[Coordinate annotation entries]
= = = = = = =
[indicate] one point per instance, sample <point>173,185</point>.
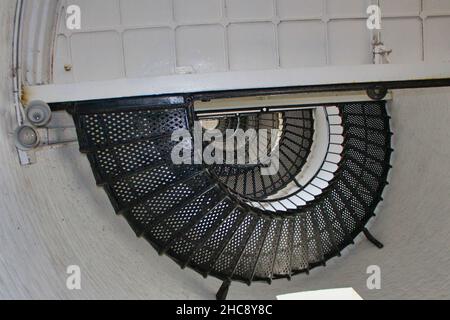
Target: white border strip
<point>226,81</point>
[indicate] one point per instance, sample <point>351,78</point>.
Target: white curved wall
<point>52,215</point>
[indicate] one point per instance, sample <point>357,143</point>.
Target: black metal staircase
<point>230,222</point>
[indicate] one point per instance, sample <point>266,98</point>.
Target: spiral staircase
<point>230,221</point>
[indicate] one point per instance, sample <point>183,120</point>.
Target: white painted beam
<point>196,83</point>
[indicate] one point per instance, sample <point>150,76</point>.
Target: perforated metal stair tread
<point>229,221</point>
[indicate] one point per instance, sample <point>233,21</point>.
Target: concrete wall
<point>52,215</point>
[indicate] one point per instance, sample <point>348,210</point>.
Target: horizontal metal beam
<point>280,102</point>
<point>311,79</point>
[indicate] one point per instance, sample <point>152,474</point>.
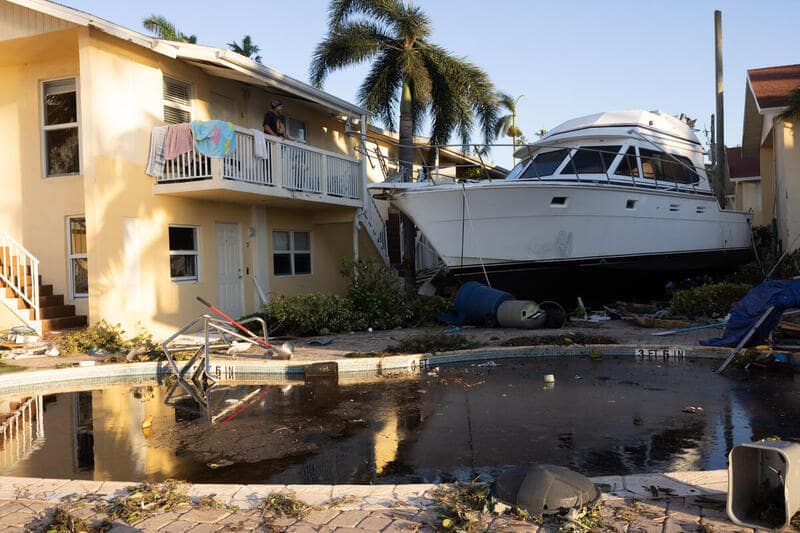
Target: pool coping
<point>349,370</point>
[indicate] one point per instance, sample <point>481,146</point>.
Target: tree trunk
<point>406,155</point>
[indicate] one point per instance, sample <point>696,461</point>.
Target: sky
<point>568,57</point>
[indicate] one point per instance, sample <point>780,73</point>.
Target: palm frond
<point>793,111</point>
<point>385,12</point>
<point>162,28</point>
<point>348,44</point>
<point>379,93</point>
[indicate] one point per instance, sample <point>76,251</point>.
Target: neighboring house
<point>745,174</point>
<point>776,142</point>
<point>382,148</point>
<point>79,99</point>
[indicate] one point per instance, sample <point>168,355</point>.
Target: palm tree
<point>507,124</point>
<point>793,111</point>
<point>248,48</point>
<point>407,69</point>
<point>162,28</point>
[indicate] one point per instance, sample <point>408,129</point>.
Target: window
<point>183,253</point>
<point>662,166</point>
<point>60,128</point>
<point>177,101</point>
<point>77,257</point>
<point>591,160</point>
<point>628,165</point>
<point>296,129</point>
<point>544,164</point>
<point>291,253</point>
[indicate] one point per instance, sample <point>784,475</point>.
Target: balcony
<point>292,174</point>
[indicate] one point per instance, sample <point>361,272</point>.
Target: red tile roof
<point>772,85</point>
<point>742,167</point>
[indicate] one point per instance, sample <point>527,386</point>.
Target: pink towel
<point>179,140</point>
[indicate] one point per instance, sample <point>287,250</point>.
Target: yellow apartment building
<point>775,141</point>
<point>86,234</point>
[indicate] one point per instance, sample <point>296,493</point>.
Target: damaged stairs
<point>53,313</point>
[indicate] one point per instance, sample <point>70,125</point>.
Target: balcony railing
<point>289,165</point>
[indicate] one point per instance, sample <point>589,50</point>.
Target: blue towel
<point>214,138</point>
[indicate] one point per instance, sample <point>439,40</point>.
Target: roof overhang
<point>758,122</point>
<point>215,61</point>
<point>88,20</point>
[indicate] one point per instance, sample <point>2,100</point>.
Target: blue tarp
<point>783,295</point>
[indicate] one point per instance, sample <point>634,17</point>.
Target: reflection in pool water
<point>601,417</point>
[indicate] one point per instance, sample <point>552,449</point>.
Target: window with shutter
<point>177,101</point>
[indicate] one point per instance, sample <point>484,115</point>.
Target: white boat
<point>623,189</point>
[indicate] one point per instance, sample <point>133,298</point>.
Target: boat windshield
<point>544,164</point>
<point>516,171</point>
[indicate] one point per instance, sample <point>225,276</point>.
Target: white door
<point>230,286</point>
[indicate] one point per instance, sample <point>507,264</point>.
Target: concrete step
<point>54,324</point>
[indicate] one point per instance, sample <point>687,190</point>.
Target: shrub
<point>375,298</point>
<point>307,314</point>
<point>108,338</point>
<point>375,295</point>
<point>714,299</point>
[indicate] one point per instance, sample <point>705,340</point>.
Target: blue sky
<point>569,58</point>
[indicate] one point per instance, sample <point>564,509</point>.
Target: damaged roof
<point>771,86</point>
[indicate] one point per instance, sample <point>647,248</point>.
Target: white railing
<point>283,164</point>
<point>243,164</point>
<point>344,177</point>
<point>376,227</point>
<point>189,166</point>
<point>302,168</point>
<point>22,431</point>
<point>19,270</point>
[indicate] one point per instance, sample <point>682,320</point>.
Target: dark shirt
<point>272,119</point>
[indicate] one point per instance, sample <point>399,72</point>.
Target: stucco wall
<point>33,209</point>
<point>787,170</point>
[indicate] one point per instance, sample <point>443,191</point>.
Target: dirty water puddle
<point>612,416</point>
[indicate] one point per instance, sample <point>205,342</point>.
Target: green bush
<point>714,299</point>
<point>375,294</point>
<point>107,338</point>
<point>307,314</point>
<point>375,299</point>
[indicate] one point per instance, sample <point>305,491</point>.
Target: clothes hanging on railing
<point>214,138</point>
<point>260,144</point>
<point>156,159</point>
<point>179,140</point>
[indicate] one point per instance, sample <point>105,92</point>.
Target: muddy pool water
<point>611,416</point>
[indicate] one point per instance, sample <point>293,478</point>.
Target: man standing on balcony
<point>274,122</point>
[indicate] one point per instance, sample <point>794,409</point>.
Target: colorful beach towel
<point>214,138</point>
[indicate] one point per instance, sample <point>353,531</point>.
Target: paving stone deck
<point>673,502</point>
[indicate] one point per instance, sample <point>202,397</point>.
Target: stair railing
<point>19,266</point>
<point>376,227</point>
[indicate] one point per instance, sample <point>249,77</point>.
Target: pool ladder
<point>196,377</point>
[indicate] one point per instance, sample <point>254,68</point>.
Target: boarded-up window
<point>177,101</point>
<point>60,128</point>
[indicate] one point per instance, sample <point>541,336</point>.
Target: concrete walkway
<point>682,501</point>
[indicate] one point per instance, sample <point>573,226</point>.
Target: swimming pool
<point>608,416</point>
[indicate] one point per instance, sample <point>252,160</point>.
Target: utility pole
<point>719,146</point>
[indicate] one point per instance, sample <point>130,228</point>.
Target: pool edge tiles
<point>233,369</point>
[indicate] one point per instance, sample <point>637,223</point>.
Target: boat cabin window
<point>628,165</point>
<point>591,160</point>
<point>544,164</point>
<point>661,166</point>
<point>516,171</point>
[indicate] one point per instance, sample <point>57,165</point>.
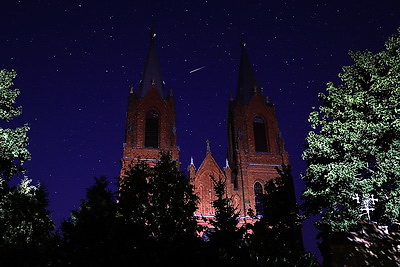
= = = = = = =
## Stated exercise
Can you output all of the entries above verbatim, omitting the pictures?

## Exercise answer
[indicate] one point per instance, sample <point>173,185</point>.
Target: white border strip
<point>226,81</point>
[indicate] one point per instance, sample <point>351,78</point>.
Target: white curved wall
<point>52,215</point>
[indicate] one point per instance, sample <point>357,143</point>.
Target: black metal staircase
<point>230,222</point>
[indicate] one point per instance, sample <point>266,98</point>.
Target: spiral staircase
<point>230,221</point>
[indicate] one point per instance, sample <point>183,120</point>.
Target: white painted beam
<point>196,83</point>
[indicate] one point per instance, sample <point>150,76</point>.
Target: perforated metal stair tread
<point>229,221</point>
[indicate] one point per instance, sample <point>233,21</point>.
Target: concrete wall
<point>52,215</point>
[indicate] one point per instance, sample <point>348,210</point>.
Target: horizontal metal beam
<point>280,102</point>
<point>311,79</point>
[indicate] one point per instance, sample <point>152,474</point>.
Target: pool coping
<point>349,370</point>
[indicate] one point per instance, sample <point>481,146</point>.
Target: tree trunk
<point>406,155</point>
[indicate] one point per instance, sample <point>696,461</point>.
Target: sky
<point>568,57</point>
[indicate] one point per instance, sample <point>780,73</point>.
Target: palm frond
<point>793,111</point>
<point>385,12</point>
<point>162,28</point>
<point>348,44</point>
<point>379,93</point>
[indicate] one point per instance, sample <point>76,251</point>.
Target: neighboring house
<point>745,174</point>
<point>776,142</point>
<point>382,148</point>
<point>79,99</point>
[indicate] one point per instance, sample <point>168,355</point>.
Target: palm tree
<point>507,124</point>
<point>793,111</point>
<point>248,48</point>
<point>407,69</point>
<point>162,28</point>
[indicate] one point per instance, sample <point>408,129</point>.
Target: window
<point>183,253</point>
<point>662,166</point>
<point>60,128</point>
<point>177,101</point>
<point>77,257</point>
<point>591,160</point>
<point>628,165</point>
<point>296,129</point>
<point>544,164</point>
<point>291,253</point>
[indicate] one point per instance, sample <point>784,475</point>.
Target: balcony
<point>292,174</point>
[indicate] one point per instance, sample <point>361,272</point>.
Target: red tile roof
<point>772,85</point>
<point>742,167</point>
[indicate] one point per instance, sample <point>527,386</point>.
Target: pink towel
<point>179,140</point>
[indicate] one point per instance, sample <point>287,250</point>.
Target: yellow apartment building
<point>775,141</point>
<point>86,234</point>
[indicate] one point per instance, sample <point>296,493</point>.
Target: damaged stairs
<point>53,313</point>
[indicate] one point per instance, sample <point>70,125</point>.
Target: balcony railing
<point>289,165</point>
[indicate] one point per instance, sample <point>589,50</point>.
Target: blue towel
<point>214,138</point>
[indicate] one point per instance, sample <point>439,40</point>.
Target: roof overhang
<point>758,122</point>
<point>215,61</point>
<point>88,20</point>
[indicate] one point per instance, sample <point>2,100</point>.
Target: blue tarp
<point>783,295</point>
[indicate] one point per instance, sample <point>634,17</point>.
Target: reflection in pool water
<point>601,417</point>
[indicate] one point per instance, sample <point>552,449</point>.
Target: window with shutter
<point>177,101</point>
[indicate] one point per instance, sample <point>484,115</point>.
Target: white boat
<point>623,189</point>
[indicate] one point per instance, sample <point>133,298</point>.
Target: boat windshield
<point>544,164</point>
<point>516,171</point>
[indicate] one point per instance, sample <point>225,276</point>.
Target: white door
<point>230,286</point>
[indicate] one point per instance, sample <point>507,264</point>.
Target: concrete step
<point>54,324</point>
[indicate] one point per instance, sample <point>687,190</point>.
Target: shrub
<point>375,298</point>
<point>307,314</point>
<point>108,338</point>
<point>375,295</point>
<point>714,299</point>
[indicate] one point per instance, sample <point>705,340</point>.
Target: blue sky
<point>569,58</point>
[indicate] one point per instance, sample <point>564,509</point>.
Target: damaged roof
<point>771,86</point>
[indicate] one point per instance, sample <point>647,248</point>.
Target: white railing
<point>283,164</point>
<point>243,164</point>
<point>344,177</point>
<point>376,227</point>
<point>189,166</point>
<point>302,168</point>
<point>22,431</point>
<point>19,270</point>
[indicate] one point per instance, sample <point>682,320</point>.
Target: dark shirt
<point>272,119</point>
[indicate] one point per instance, sample <point>399,72</point>.
Target: stucco wall
<point>33,209</point>
<point>787,170</point>
[indicate] one point per instance, sample <point>443,191</point>.
Target: dirty water puddle
<point>612,416</point>
[indicate] one point per instance, sample <point>205,342</point>.
Target: green bush
<point>714,299</point>
<point>375,294</point>
<point>107,338</point>
<point>307,314</point>
<point>375,299</point>
[indicate] one point per instance, sample <point>305,491</point>.
Target: clothes hanging on railing
<point>214,138</point>
<point>260,144</point>
<point>156,159</point>
<point>179,140</point>
[indicate] one point per instance, sample <point>105,92</point>.
Target: muddy pool water
<point>611,416</point>
[indicate] one point per instance, sample <point>293,478</point>.
Target: man standing on balcony
<point>274,122</point>
[indicate] one point per instance, sample <point>794,409</point>.
Target: colorful beach towel
<point>214,138</point>
[indicate] one point per instance, sample <point>353,531</point>.
Target: paving stone deck
<point>673,502</point>
[indicate] one point per instance, sample <point>202,397</point>.
Target: stair railing
<point>19,266</point>
<point>376,227</point>
[indicate] one point per instance, sample <point>249,77</point>.
Target: pool ladder
<point>196,377</point>
[indicate] one point per instance, sample <point>254,68</point>.
Target: boarded-up window
<point>177,101</point>
<point>60,128</point>
[indicate] one point per instance, sample <point>541,336</point>.
Target: concrete walkway
<point>682,501</point>
[indicate] one point per instance, sample <point>573,226</point>.
Target: swimming pool
<point>608,416</point>
[indicate] one point per instance, sample <point>252,160</point>.
Target: utility pole
<point>719,146</point>
[indicate] one point per instance, sample <point>130,228</point>.
Target: pool edge tiles
<point>233,369</point>
[indicate] one point per instance, sample <point>637,223</point>.
Target: boat cabin window
<point>628,165</point>
<point>591,160</point>
<point>544,164</point>
<point>661,166</point>
<point>516,171</point>
[indicate] one point per instance, sample <point>57,165</point>.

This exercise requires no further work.